◆ TASK GOAL
Recast the data below as a Markdown table with two columns, Row and Line. Number each line in order and omit blank lines.

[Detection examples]
* * * * * * * * *

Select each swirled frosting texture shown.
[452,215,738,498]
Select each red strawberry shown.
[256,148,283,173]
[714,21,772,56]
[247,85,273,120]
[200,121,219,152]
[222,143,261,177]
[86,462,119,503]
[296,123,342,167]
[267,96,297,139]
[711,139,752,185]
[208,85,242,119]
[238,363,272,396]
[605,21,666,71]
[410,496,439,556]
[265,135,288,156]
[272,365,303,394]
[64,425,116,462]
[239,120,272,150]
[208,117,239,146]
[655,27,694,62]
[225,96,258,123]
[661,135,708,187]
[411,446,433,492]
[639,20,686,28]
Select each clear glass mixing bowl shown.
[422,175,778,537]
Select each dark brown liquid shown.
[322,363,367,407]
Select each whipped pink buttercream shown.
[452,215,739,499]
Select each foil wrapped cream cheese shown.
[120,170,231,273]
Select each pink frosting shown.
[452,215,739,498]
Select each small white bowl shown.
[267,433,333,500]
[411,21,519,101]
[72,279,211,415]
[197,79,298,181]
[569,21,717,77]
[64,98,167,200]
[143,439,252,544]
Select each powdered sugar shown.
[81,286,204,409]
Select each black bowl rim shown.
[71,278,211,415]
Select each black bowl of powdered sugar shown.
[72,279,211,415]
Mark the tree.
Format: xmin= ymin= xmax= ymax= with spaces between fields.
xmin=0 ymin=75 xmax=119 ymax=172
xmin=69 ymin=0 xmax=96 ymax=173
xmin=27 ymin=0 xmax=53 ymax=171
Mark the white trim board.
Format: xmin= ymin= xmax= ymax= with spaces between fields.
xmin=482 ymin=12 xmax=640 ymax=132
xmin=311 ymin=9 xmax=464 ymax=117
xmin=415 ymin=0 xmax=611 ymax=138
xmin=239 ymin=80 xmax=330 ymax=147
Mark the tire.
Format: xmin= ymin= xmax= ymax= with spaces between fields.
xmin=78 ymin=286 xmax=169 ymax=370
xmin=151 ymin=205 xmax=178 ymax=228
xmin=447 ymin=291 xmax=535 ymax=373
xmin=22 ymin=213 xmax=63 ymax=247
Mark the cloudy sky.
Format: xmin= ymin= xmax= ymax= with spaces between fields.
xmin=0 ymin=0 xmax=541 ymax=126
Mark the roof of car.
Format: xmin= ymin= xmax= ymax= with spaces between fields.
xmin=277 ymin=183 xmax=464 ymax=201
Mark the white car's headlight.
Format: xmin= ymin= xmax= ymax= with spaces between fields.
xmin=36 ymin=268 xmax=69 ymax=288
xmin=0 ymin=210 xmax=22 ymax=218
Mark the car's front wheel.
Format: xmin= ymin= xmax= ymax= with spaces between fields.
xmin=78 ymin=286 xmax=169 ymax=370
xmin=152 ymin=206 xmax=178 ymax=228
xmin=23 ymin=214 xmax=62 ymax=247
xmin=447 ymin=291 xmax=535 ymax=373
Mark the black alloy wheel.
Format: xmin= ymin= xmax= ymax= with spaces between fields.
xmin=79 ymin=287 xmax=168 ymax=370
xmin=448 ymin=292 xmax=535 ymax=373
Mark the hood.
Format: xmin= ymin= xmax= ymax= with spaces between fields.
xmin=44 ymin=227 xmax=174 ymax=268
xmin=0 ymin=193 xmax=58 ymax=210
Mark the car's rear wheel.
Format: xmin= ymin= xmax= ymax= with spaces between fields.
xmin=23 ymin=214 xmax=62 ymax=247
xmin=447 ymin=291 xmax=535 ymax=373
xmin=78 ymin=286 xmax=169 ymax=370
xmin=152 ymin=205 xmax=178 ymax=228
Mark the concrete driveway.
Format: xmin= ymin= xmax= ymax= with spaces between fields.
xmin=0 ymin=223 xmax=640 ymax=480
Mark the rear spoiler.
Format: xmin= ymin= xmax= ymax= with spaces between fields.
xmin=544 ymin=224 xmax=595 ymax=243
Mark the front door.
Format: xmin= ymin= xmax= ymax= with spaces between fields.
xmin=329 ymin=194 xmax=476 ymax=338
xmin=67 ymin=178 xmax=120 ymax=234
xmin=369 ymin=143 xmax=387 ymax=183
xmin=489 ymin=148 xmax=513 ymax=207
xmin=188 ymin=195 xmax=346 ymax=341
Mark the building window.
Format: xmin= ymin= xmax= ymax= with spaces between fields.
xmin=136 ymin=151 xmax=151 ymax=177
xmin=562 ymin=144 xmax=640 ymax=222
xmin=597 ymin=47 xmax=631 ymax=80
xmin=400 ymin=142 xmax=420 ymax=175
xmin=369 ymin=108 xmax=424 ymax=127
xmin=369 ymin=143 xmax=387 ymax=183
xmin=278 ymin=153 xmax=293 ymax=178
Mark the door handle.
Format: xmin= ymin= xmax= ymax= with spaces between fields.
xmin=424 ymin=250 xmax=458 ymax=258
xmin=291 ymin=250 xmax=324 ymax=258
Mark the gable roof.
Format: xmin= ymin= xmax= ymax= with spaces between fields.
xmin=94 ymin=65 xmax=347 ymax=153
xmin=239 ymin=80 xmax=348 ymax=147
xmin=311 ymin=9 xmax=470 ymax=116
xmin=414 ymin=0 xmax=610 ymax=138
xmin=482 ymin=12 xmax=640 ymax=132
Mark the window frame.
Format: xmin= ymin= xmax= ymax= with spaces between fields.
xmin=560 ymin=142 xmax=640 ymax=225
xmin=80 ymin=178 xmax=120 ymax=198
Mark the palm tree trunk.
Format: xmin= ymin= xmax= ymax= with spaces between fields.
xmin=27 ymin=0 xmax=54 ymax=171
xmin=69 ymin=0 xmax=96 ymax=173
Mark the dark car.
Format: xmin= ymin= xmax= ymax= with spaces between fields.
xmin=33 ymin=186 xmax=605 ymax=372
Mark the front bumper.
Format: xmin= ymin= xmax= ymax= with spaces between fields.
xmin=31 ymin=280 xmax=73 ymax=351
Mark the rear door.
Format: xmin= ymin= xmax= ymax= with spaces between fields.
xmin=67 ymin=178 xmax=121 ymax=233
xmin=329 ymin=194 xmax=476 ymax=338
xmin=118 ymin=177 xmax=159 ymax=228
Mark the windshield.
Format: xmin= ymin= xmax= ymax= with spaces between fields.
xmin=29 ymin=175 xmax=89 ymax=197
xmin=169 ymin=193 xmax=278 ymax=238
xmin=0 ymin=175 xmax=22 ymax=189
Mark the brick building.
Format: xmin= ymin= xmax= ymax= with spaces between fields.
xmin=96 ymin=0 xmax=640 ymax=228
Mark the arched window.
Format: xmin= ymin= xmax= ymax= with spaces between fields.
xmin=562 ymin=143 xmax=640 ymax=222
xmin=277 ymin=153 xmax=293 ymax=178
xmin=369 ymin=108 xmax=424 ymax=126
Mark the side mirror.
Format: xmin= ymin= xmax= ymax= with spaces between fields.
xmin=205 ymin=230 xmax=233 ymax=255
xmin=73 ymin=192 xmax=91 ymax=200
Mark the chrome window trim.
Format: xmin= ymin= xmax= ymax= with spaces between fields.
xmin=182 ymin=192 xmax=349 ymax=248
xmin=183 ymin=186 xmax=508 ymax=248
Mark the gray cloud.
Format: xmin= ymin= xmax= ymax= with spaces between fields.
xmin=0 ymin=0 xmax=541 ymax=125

* * * * * * * * *

◆ RIGHT ANSWER
| Row | Line |
|---|---|
| 1 | Select each swirled frosting texture shown. |
| 2 | [452,215,738,498] |
| 3 | Select each red strawberry shown. |
| 4 | [256,148,283,173] |
| 5 | [714,21,772,56] |
| 6 | [247,85,273,120] |
| 7 | [200,121,219,152] |
| 8 | [222,143,261,177] |
| 9 | [86,462,119,503] |
| 10 | [296,123,342,167] |
| 11 | [267,96,297,139] |
| 12 | [711,139,752,185] |
| 13 | [208,85,242,119] |
| 14 | [238,363,272,396] |
| 15 | [605,21,666,71] |
| 16 | [410,496,439,556] |
| 17 | [265,135,288,156] |
| 18 | [272,365,303,394] |
| 19 | [64,425,116,462] |
| 20 | [239,120,272,150] |
| 21 | [208,117,239,146] |
| 22 | [655,27,694,62] |
| 23 | [225,96,258,123] |
| 24 | [661,135,708,187] |
| 25 | [411,446,433,492] |
| 26 | [639,20,686,28] |
| 27 | Select each clear glass mixing bowl shown. |
| 28 | [422,175,778,537] |
| 29 | Select each dark brown liquid shown. |
| 30 | [322,363,367,407] |
| 31 | Select each whipped pink buttercream shown. |
| 32 | [452,215,739,499] |
| 33 | Select each foil wrapped cream cheese shown. |
| 34 | [120,170,231,273] |
| 35 | Select each pink frosting shown. |
| 36 | [452,215,739,498] |
| 37 | Select each small white bowl shown. |
| 38 | [267,433,333,500] |
| 39 | [411,21,519,101] |
| 40 | [72,279,211,415] |
| 41 | [197,79,298,181] |
| 42 | [569,21,717,77] |
| 43 | [64,98,167,200] |
| 44 | [143,439,252,544] |
| 45 | Select each powdered sugar shown. |
| 46 | [81,286,204,409] |
| 47 | Select each black bowl rim shown. |
| 48 | [71,278,211,415] |
| 49 | Select each black bowl of powdered sugar shown. |
| 50 | [72,279,211,415] |
| 51 | Mark the tree. |
| 52 | Format: xmin= ymin= xmax= ymax= with spaces between fields. |
| 53 | xmin=0 ymin=75 xmax=119 ymax=172 |
| 54 | xmin=69 ymin=0 xmax=96 ymax=173 |
| 55 | xmin=27 ymin=0 xmax=53 ymax=171 |
| 56 | Mark the white trim board. |
| 57 | Format: xmin= ymin= xmax= ymax= with spaces between fields. |
| 58 | xmin=482 ymin=12 xmax=640 ymax=132 |
| 59 | xmin=311 ymin=9 xmax=464 ymax=117 |
| 60 | xmin=415 ymin=0 xmax=611 ymax=138 |
| 61 | xmin=239 ymin=80 xmax=330 ymax=147 |
| 62 | Mark the tire. |
| 63 | Format: xmin= ymin= xmax= ymax= with spaces between fields. |
| 64 | xmin=78 ymin=286 xmax=169 ymax=370 |
| 65 | xmin=151 ymin=205 xmax=178 ymax=228 |
| 66 | xmin=447 ymin=291 xmax=535 ymax=373 |
| 67 | xmin=22 ymin=213 xmax=63 ymax=247 |
| 68 | Mark the cloudy sky. |
| 69 | Format: xmin= ymin= xmax= ymax= with spaces between fields. |
| 70 | xmin=0 ymin=0 xmax=541 ymax=126 |
| 71 | Mark the roof of car. |
| 72 | Format: xmin= ymin= xmax= ymax= with spaces between fields. |
| 73 | xmin=277 ymin=183 xmax=464 ymax=201 |
| 74 | Mark the white car's headlight. |
| 75 | Format: xmin= ymin= xmax= ymax= with spaces between fields. |
| 76 | xmin=36 ymin=268 xmax=69 ymax=288 |
| 77 | xmin=0 ymin=210 xmax=22 ymax=218 |
| 78 | Mark the car's front wheel. |
| 79 | Format: xmin= ymin= xmax= ymax= with spaces between fields. |
| 80 | xmin=78 ymin=286 xmax=169 ymax=370 |
| 81 | xmin=152 ymin=206 xmax=178 ymax=228 |
| 82 | xmin=23 ymin=214 xmax=62 ymax=247 |
| 83 | xmin=447 ymin=291 xmax=535 ymax=373 |
| 84 | Mark the black alloy wheel. |
| 85 | Format: xmin= ymin= xmax= ymax= with spaces between fields. |
| 86 | xmin=79 ymin=287 xmax=168 ymax=370 |
| 87 | xmin=448 ymin=292 xmax=535 ymax=373 |
| 88 | Mark the hood. |
| 89 | Format: xmin= ymin= xmax= ymax= with spaces between fields. |
| 90 | xmin=44 ymin=227 xmax=174 ymax=268 |
| 91 | xmin=0 ymin=193 xmax=58 ymax=210 |
| 92 | Mark the car's rear wheel. |
| 93 | Format: xmin= ymin= xmax= ymax= with spaces between fields. |
| 94 | xmin=23 ymin=214 xmax=62 ymax=247 |
| 95 | xmin=447 ymin=291 xmax=535 ymax=373 |
| 96 | xmin=78 ymin=286 xmax=169 ymax=370 |
| 97 | xmin=152 ymin=205 xmax=178 ymax=228 |
| 98 | Mark the concrete driveway. |
| 99 | Format: xmin= ymin= xmax= ymax= with spaces between fields. |
| 100 | xmin=0 ymin=223 xmax=640 ymax=480 |
| 101 | Mark the rear spoiler. |
| 102 | Format: xmin= ymin= xmax= ymax= with spaces between fields. |
| 103 | xmin=544 ymin=224 xmax=595 ymax=243 |
| 104 | Mark the front door. |
| 105 | Format: xmin= ymin= xmax= ymax= with spaces between fields. |
| 106 | xmin=329 ymin=194 xmax=476 ymax=338 |
| 107 | xmin=67 ymin=178 xmax=120 ymax=234 |
| 108 | xmin=369 ymin=143 xmax=387 ymax=183 |
| 109 | xmin=489 ymin=148 xmax=513 ymax=207 |
| 110 | xmin=188 ymin=195 xmax=346 ymax=341 |
| 111 | Mark the building window. |
| 112 | Format: xmin= ymin= xmax= ymax= with spaces between fields. |
| 113 | xmin=136 ymin=151 xmax=151 ymax=177 |
| 114 | xmin=562 ymin=144 xmax=640 ymax=222 |
| 115 | xmin=597 ymin=47 xmax=631 ymax=80 |
| 116 | xmin=400 ymin=142 xmax=420 ymax=175 |
| 117 | xmin=369 ymin=108 xmax=424 ymax=127 |
| 118 | xmin=369 ymin=143 xmax=387 ymax=183 |
| 119 | xmin=278 ymin=153 xmax=293 ymax=178 |
| 120 | Mark the door handle. |
| 121 | Format: xmin= ymin= xmax= ymax= with spaces between fields. |
| 122 | xmin=424 ymin=250 xmax=458 ymax=258 |
| 123 | xmin=291 ymin=250 xmax=324 ymax=258 |
| 124 | Mark the gable roof. |
| 125 | Format: xmin= ymin= xmax= ymax= with spaces between fields. |
| 126 | xmin=94 ymin=65 xmax=347 ymax=153 |
| 127 | xmin=239 ymin=80 xmax=348 ymax=147 |
| 128 | xmin=311 ymin=9 xmax=470 ymax=116 |
| 129 | xmin=414 ymin=0 xmax=610 ymax=138 |
| 130 | xmin=482 ymin=12 xmax=640 ymax=132 |
| 131 | Mark the window frame. |
| 132 | Format: xmin= ymin= xmax= ymax= with spaces between fields. |
| 133 | xmin=560 ymin=142 xmax=640 ymax=225 |
| 134 | xmin=80 ymin=178 xmax=120 ymax=198 |
| 135 | Mark the palm tree trunk. |
| 136 | Format: xmin= ymin= xmax= ymax= with spaces between fields. |
| 137 | xmin=27 ymin=0 xmax=54 ymax=171 |
| 138 | xmin=69 ymin=0 xmax=96 ymax=173 |
| 139 | Mark the dark car. |
| 140 | Format: xmin= ymin= xmax= ymax= with spaces between fields. |
| 141 | xmin=33 ymin=186 xmax=605 ymax=372 |
| 142 | Mark the front bumper. |
| 143 | Format: xmin= ymin= xmax= ymax= with spaces between fields. |
| 144 | xmin=31 ymin=280 xmax=73 ymax=351 |
| 145 | Mark the rear door. |
| 146 | Format: xmin= ymin= xmax= ymax= with spaces between fields. |
| 147 | xmin=67 ymin=178 xmax=121 ymax=233 |
| 148 | xmin=329 ymin=194 xmax=476 ymax=338 |
| 149 | xmin=118 ymin=177 xmax=159 ymax=228 |
| 150 | Mark the windshield. |
| 151 | Format: xmin= ymin= xmax= ymax= with spaces between fields. |
| 152 | xmin=29 ymin=175 xmax=89 ymax=197 |
| 153 | xmin=169 ymin=193 xmax=278 ymax=238 |
| 154 | xmin=0 ymin=175 xmax=22 ymax=189 |
| 155 | Mark the brick building. |
| 156 | Format: xmin= ymin= xmax= ymax= with spaces between fields. |
| 157 | xmin=96 ymin=0 xmax=640 ymax=228 |
| 158 | Mark the arched window. |
| 159 | Format: xmin= ymin= xmax= ymax= with spaces between fields. |
| 160 | xmin=562 ymin=143 xmax=640 ymax=222 |
| 161 | xmin=277 ymin=153 xmax=293 ymax=178 |
| 162 | xmin=369 ymin=108 xmax=424 ymax=126 |
| 163 | Mark the side mirror. |
| 164 | Format: xmin= ymin= xmax= ymax= with spaces between fields. |
| 165 | xmin=205 ymin=230 xmax=233 ymax=255 |
| 166 | xmin=73 ymin=192 xmax=91 ymax=200 |
| 167 | Mark the chrome window trim. |
| 168 | Format: xmin= ymin= xmax= ymax= with spaces between fields. |
| 169 | xmin=182 ymin=192 xmax=349 ymax=248 |
| 170 | xmin=183 ymin=186 xmax=508 ymax=248 |
| 171 | Mark the gray cloud. |
| 172 | Format: xmin= ymin= xmax= ymax= with spaces between fields. |
| 173 | xmin=0 ymin=0 xmax=541 ymax=125 |